[Aim]: List each line in the rows below that contains the string "leash", copying every such line in full.

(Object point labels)
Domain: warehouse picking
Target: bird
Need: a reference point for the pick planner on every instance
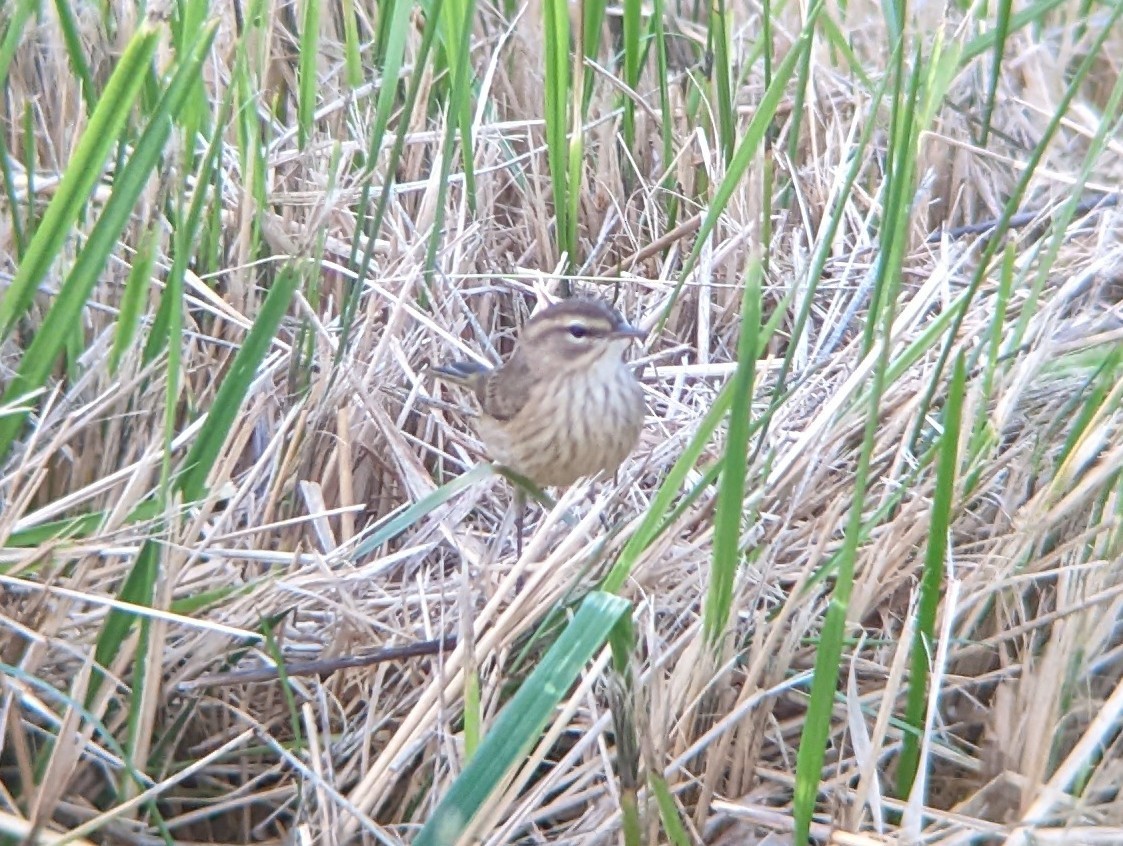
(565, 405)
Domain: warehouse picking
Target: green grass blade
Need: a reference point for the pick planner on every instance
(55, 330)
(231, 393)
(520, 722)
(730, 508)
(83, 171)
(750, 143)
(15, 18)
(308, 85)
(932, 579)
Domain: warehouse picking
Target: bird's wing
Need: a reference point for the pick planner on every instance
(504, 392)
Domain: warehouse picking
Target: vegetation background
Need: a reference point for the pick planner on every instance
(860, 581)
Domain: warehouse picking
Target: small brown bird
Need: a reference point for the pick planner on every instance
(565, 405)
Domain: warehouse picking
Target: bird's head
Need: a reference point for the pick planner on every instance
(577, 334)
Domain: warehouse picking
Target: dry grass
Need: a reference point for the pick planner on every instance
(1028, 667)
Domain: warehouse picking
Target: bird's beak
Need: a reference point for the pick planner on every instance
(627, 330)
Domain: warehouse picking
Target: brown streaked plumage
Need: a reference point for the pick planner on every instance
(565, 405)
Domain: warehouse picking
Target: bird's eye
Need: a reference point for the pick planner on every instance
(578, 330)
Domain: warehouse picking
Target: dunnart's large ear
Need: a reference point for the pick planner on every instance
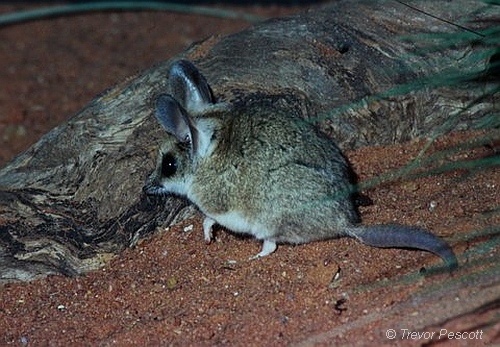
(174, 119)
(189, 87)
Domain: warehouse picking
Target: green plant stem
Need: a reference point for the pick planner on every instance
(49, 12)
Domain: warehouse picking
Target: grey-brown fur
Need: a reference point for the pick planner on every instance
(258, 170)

==

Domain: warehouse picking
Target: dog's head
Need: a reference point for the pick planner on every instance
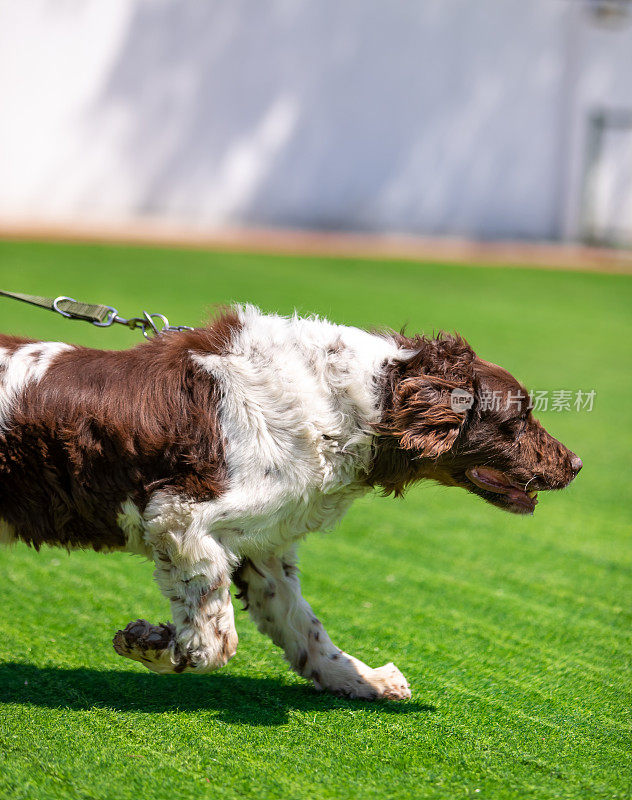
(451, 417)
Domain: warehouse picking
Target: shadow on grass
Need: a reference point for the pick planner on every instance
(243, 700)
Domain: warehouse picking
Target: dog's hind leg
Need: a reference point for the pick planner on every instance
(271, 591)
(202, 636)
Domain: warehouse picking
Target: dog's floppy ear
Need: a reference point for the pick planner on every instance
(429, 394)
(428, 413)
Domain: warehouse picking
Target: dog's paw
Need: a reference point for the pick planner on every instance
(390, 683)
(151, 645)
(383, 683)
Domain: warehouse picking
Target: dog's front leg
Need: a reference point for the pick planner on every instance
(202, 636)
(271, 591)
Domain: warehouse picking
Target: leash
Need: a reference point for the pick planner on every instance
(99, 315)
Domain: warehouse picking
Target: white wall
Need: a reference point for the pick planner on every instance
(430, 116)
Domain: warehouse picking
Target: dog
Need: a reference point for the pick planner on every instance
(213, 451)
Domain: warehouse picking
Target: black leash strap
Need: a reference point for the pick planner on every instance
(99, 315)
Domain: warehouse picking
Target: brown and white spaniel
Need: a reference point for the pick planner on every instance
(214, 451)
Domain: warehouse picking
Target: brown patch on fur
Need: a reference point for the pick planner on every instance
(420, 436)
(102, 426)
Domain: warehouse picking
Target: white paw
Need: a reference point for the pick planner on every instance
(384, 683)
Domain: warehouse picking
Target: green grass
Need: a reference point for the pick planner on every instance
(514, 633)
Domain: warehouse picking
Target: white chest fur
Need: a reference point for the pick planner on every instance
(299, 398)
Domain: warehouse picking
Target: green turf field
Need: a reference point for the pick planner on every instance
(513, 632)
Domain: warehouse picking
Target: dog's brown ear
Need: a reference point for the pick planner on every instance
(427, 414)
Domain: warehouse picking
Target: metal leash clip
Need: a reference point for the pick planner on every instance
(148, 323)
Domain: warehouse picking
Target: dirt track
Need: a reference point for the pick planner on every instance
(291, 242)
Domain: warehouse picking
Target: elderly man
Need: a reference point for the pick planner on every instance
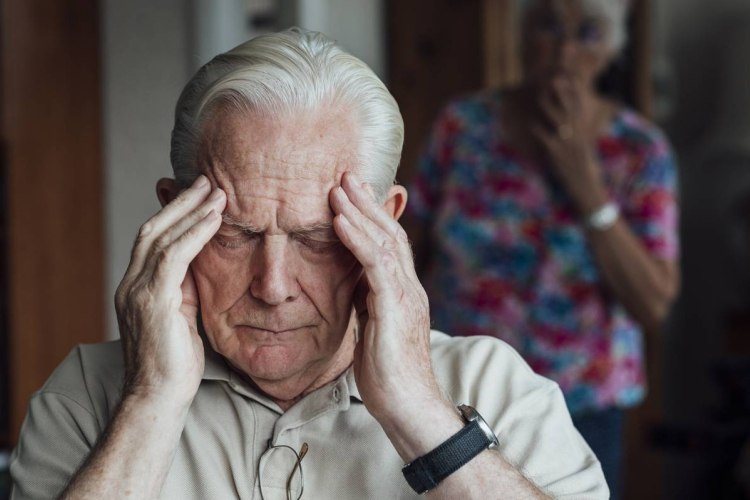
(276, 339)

[Result of this exercise]:
Target: leash
Target: black leash strap
Target: metal leash clip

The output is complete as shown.